╭──

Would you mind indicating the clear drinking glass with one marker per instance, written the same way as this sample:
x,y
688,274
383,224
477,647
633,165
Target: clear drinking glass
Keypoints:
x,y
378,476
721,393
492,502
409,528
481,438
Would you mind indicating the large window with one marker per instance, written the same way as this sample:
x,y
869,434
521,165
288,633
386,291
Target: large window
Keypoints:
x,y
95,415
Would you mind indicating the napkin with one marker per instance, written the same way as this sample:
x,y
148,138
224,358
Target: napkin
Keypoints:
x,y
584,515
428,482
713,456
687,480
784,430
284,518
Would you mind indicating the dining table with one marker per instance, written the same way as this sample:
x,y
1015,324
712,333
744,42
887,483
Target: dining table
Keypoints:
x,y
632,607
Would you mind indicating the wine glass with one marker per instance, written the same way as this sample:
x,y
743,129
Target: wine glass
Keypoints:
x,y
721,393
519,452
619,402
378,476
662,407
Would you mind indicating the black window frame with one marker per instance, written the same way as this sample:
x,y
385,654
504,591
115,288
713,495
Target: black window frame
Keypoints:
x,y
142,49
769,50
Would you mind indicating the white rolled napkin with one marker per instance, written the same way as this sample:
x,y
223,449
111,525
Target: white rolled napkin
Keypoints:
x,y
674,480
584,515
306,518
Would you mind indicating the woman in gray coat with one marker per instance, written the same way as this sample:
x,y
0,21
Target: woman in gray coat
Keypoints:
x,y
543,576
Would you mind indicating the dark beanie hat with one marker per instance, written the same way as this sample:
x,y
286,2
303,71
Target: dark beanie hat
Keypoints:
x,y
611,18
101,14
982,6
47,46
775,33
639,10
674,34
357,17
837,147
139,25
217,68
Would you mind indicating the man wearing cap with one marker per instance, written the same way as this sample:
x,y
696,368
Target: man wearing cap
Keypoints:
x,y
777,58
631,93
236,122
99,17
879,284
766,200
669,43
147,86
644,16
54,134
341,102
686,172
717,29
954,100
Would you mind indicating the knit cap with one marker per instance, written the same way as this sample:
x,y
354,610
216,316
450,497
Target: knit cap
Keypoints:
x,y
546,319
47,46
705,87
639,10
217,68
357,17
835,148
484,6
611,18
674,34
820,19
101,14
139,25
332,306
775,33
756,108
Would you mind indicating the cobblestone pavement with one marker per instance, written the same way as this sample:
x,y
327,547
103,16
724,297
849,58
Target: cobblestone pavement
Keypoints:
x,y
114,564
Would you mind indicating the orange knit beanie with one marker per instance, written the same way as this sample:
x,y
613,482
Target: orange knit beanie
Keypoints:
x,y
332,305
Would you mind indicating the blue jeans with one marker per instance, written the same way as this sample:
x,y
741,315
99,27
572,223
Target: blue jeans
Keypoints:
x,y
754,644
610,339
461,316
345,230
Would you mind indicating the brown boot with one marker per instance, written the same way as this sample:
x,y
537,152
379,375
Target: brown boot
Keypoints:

╰──

• _YOUR GOAL_
How many lines of the listing above hold the string "woman"? Answer with the number alone.

• _ANSWER TO THIS TASK_
2